- [What to produce]:
Filter the data below for the string "trousers" and copy each matching line.

- [Given records]:
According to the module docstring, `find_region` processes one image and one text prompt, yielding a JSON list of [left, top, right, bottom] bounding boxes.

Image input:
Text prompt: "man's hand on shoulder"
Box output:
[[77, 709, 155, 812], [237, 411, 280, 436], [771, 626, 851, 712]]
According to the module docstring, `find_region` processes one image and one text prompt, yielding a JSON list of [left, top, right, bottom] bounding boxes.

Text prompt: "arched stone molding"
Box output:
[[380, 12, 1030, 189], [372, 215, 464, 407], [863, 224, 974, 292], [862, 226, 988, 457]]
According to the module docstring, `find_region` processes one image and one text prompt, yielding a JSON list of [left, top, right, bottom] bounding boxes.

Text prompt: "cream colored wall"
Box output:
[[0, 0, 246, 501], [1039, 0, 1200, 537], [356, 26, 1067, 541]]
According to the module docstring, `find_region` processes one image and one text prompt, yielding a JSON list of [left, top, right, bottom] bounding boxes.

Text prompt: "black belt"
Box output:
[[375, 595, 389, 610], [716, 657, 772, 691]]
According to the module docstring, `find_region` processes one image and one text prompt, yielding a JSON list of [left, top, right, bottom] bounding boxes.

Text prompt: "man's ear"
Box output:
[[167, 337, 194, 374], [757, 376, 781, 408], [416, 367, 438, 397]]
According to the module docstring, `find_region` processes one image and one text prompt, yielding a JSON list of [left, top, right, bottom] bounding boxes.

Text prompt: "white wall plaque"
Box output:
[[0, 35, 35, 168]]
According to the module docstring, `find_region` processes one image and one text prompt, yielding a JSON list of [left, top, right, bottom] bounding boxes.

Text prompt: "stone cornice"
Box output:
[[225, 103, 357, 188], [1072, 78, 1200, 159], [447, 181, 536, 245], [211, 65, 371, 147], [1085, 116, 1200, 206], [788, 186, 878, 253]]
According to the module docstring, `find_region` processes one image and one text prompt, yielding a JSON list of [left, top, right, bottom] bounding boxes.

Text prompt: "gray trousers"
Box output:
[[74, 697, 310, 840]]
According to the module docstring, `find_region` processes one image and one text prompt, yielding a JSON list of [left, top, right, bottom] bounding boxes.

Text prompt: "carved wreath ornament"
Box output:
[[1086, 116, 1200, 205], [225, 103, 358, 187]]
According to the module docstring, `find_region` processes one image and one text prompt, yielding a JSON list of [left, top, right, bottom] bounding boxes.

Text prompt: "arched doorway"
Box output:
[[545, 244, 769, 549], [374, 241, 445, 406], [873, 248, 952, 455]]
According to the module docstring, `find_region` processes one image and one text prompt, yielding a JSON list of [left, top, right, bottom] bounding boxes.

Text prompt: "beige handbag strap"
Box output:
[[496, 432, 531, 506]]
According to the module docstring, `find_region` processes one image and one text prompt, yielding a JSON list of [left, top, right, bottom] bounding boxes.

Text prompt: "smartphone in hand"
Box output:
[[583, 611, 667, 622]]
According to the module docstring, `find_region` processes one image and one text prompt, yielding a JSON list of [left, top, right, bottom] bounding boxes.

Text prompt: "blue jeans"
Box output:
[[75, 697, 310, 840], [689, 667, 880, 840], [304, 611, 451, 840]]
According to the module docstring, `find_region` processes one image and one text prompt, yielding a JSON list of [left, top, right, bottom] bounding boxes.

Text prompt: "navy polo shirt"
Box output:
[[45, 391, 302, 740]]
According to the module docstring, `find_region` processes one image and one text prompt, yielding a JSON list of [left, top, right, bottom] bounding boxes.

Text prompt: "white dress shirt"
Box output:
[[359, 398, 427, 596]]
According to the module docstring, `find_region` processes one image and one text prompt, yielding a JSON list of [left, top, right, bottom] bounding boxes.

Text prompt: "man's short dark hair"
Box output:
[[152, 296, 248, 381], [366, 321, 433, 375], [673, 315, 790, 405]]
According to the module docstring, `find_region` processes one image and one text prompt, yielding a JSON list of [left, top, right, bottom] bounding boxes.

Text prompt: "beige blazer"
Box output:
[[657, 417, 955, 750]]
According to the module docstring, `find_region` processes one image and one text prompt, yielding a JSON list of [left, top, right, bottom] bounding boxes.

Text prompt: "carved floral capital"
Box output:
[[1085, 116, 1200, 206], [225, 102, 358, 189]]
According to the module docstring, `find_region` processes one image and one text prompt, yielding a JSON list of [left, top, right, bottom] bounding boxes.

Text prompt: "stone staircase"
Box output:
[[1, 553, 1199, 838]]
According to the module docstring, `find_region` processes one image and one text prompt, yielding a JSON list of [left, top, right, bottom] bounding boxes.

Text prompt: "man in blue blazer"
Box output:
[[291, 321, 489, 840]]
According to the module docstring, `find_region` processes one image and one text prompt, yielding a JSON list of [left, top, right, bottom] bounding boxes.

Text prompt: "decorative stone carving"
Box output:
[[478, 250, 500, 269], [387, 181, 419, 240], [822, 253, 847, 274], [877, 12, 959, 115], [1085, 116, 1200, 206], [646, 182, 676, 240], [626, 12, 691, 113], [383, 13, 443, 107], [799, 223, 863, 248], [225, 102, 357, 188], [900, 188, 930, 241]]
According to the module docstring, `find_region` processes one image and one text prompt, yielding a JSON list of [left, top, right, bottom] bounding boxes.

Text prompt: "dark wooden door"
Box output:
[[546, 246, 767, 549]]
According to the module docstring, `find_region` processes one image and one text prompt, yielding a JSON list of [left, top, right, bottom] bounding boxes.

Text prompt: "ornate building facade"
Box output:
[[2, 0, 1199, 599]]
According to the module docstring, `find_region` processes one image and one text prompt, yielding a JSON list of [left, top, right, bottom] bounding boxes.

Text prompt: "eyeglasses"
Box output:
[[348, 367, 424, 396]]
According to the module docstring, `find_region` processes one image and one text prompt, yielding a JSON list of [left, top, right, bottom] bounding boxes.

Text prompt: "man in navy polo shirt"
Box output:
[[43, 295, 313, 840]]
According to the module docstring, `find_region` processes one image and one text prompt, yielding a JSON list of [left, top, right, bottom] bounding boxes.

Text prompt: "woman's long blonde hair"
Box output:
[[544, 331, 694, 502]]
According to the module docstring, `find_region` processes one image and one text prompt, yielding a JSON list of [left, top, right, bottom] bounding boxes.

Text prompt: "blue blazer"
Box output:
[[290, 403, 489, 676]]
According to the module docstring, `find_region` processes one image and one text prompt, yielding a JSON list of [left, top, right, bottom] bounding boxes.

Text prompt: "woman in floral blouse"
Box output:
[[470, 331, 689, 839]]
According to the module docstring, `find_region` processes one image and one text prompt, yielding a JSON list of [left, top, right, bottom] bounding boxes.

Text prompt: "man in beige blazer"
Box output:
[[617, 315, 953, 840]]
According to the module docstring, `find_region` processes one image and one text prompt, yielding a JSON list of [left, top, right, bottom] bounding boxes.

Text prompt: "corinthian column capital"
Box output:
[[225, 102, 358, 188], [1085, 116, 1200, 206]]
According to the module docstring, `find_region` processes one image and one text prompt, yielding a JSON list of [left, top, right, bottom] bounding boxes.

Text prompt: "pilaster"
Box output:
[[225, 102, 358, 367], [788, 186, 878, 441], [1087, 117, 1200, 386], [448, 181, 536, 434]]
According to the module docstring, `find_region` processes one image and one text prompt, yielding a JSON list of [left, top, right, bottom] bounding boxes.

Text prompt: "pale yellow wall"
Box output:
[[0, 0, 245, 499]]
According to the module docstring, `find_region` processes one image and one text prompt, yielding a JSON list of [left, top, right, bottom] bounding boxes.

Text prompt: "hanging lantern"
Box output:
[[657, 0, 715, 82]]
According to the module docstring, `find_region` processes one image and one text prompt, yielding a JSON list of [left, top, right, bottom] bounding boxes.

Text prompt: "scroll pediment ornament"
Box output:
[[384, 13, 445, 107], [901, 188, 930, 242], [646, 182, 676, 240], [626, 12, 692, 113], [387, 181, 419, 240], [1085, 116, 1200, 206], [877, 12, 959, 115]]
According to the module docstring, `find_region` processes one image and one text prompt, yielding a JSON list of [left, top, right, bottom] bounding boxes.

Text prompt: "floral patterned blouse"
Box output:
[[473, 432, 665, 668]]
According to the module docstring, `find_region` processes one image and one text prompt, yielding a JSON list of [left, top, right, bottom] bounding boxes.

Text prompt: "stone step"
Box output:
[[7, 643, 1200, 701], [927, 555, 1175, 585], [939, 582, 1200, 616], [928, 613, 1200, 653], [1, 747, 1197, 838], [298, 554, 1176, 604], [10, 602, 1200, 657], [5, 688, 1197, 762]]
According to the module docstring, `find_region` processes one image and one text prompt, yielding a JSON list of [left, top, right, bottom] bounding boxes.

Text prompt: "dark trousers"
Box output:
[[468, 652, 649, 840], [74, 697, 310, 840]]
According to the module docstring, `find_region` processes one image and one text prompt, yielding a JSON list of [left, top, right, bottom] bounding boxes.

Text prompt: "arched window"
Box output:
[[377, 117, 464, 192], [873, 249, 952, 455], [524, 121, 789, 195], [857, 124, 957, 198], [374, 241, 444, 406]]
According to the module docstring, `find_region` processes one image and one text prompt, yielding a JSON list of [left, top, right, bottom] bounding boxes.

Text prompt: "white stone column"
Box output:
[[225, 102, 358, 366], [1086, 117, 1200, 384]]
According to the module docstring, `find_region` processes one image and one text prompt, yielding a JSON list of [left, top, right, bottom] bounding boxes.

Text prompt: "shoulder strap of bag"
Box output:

- [Solution to the exercise]:
Text prompt: "gray trousers"
Text prompt: "dark trousers"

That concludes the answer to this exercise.